━━━━━ Supplied records

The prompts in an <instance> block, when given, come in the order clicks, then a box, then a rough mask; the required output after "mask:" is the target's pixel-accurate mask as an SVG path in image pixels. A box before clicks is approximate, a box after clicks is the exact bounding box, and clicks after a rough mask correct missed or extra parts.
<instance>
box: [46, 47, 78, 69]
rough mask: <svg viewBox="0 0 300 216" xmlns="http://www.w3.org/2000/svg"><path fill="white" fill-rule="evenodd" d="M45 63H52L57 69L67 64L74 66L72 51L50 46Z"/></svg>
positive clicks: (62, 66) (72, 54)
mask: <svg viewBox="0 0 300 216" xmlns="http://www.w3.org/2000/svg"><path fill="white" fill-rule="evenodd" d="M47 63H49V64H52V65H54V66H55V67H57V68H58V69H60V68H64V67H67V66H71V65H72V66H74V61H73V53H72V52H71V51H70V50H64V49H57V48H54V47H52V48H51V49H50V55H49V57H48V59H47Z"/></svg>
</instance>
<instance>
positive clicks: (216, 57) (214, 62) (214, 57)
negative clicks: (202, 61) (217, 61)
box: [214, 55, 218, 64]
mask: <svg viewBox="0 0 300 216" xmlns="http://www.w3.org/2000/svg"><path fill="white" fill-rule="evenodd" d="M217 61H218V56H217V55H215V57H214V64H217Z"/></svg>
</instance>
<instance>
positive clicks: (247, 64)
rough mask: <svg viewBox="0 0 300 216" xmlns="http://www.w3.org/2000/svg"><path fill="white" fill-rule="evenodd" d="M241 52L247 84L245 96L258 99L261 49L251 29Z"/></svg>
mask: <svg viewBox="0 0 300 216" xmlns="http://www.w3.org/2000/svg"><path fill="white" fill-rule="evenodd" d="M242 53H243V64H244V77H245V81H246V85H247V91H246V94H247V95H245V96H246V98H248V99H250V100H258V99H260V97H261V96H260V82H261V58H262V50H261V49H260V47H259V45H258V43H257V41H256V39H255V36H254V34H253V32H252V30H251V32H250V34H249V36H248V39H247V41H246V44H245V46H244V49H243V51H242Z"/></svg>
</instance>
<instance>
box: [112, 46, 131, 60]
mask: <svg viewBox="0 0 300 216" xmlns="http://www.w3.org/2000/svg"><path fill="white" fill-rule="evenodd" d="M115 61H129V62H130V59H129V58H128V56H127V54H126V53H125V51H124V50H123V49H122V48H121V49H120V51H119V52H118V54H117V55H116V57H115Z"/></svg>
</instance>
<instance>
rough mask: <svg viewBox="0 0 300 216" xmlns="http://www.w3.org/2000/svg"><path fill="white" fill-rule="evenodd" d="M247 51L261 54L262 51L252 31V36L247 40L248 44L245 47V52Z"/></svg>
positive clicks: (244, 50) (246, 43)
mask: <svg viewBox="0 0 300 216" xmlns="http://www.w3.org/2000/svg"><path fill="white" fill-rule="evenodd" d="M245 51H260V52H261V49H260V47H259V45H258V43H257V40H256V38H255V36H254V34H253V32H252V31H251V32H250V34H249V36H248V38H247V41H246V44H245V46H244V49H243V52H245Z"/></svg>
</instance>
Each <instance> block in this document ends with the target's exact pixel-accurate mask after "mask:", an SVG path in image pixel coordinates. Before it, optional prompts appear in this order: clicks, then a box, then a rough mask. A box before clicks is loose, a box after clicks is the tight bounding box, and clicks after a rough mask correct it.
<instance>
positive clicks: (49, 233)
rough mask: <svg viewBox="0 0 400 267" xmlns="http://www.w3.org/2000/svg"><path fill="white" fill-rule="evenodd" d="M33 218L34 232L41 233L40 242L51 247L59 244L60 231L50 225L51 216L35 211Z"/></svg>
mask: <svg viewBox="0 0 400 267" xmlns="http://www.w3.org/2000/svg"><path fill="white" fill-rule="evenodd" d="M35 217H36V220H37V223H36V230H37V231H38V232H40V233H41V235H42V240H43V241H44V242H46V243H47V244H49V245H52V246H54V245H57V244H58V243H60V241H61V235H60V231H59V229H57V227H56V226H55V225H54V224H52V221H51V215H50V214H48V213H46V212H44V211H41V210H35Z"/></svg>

━━━━━━━━━━

> [Brief] Copy out the entries above without altering a single character.

> [Written reply]
The prompts in an <instance> block, when given, come in the order clicks, then a box, then a rough mask; the required output after "mask:" is the target's pixel-accurate mask as an SVG path in image pixels. A box before clicks is approximate, a box after clicks is the exact bounding box, and clicks after a rough mask correct missed or extra parts.
<instance>
box: [46, 47, 78, 69]
rough mask: <svg viewBox="0 0 300 216" xmlns="http://www.w3.org/2000/svg"><path fill="white" fill-rule="evenodd" d="M45 63H52L57 69L67 64L74 66L72 51L50 46Z"/></svg>
positive clicks: (62, 66) (72, 54)
mask: <svg viewBox="0 0 300 216" xmlns="http://www.w3.org/2000/svg"><path fill="white" fill-rule="evenodd" d="M47 63H49V64H52V65H54V66H55V67H57V68H58V69H60V68H64V67H67V66H71V65H72V66H74V61H73V53H72V52H71V51H70V50H64V49H57V48H54V47H52V48H51V49H50V55H49V57H48V59H47Z"/></svg>
</instance>
<instance>
positive clicks: (216, 57) (214, 62) (214, 57)
negative clicks: (202, 61) (217, 61)
box: [214, 55, 218, 64]
mask: <svg viewBox="0 0 300 216" xmlns="http://www.w3.org/2000/svg"><path fill="white" fill-rule="evenodd" d="M217 61H218V56H217V55H215V57H214V64H217Z"/></svg>
</instance>
<instance>
positive clicks: (247, 64)
rough mask: <svg viewBox="0 0 300 216" xmlns="http://www.w3.org/2000/svg"><path fill="white" fill-rule="evenodd" d="M241 52L247 84L245 96L258 99L261 49L251 29Z"/></svg>
mask: <svg viewBox="0 0 300 216" xmlns="http://www.w3.org/2000/svg"><path fill="white" fill-rule="evenodd" d="M242 53H243V64H244V77H245V81H246V85H247V91H246V94H247V95H245V96H246V98H248V99H250V100H258V99H260V97H261V96H260V82H261V58H262V50H261V49H260V47H259V45H258V43H257V41H256V39H255V36H254V34H253V32H252V30H251V32H250V34H249V36H248V39H247V41H246V44H245V46H244V49H243V51H242Z"/></svg>
</instance>
<instance>
box: [112, 46, 131, 60]
mask: <svg viewBox="0 0 300 216" xmlns="http://www.w3.org/2000/svg"><path fill="white" fill-rule="evenodd" d="M115 61H129V62H130V59H129V58H128V56H127V54H126V53H125V51H124V50H123V49H122V48H121V49H120V51H119V52H118V54H117V55H116V57H115Z"/></svg>
</instance>
<instance>
rough mask: <svg viewBox="0 0 300 216" xmlns="http://www.w3.org/2000/svg"><path fill="white" fill-rule="evenodd" d="M247 51L261 54L262 51L252 31V36L247 40L248 44L245 47V52Z"/></svg>
positive clicks: (244, 50) (246, 43)
mask: <svg viewBox="0 0 300 216" xmlns="http://www.w3.org/2000/svg"><path fill="white" fill-rule="evenodd" d="M245 51H260V52H261V49H260V47H259V45H258V43H257V40H256V38H255V36H254V34H253V32H252V31H251V32H250V34H249V36H248V38H247V41H246V44H245V46H244V49H243V52H245Z"/></svg>
</instance>
Each <instance> block in this document ends with the target's exact pixel-accurate mask after "mask:", an SVG path in image pixel coordinates. Before it, optional prompts appear in this order: clicks, then a box, then a rough mask. A box before clicks is loose, a box after clicks is the tight bounding box, and clicks after a rough mask correct it.
<instance>
positive clicks: (49, 233)
rough mask: <svg viewBox="0 0 400 267" xmlns="http://www.w3.org/2000/svg"><path fill="white" fill-rule="evenodd" d="M33 218L34 232L41 233L40 242L51 247L59 244L60 231L50 225L51 216L35 211Z"/></svg>
mask: <svg viewBox="0 0 400 267" xmlns="http://www.w3.org/2000/svg"><path fill="white" fill-rule="evenodd" d="M35 217H36V220H37V223H36V230H37V231H38V232H40V233H41V235H42V240H43V241H44V242H46V243H47V244H49V245H52V246H54V245H57V244H58V243H60V241H61V235H60V231H59V229H57V227H56V226H55V225H54V224H52V221H51V215H50V214H48V213H46V212H44V211H41V210H35Z"/></svg>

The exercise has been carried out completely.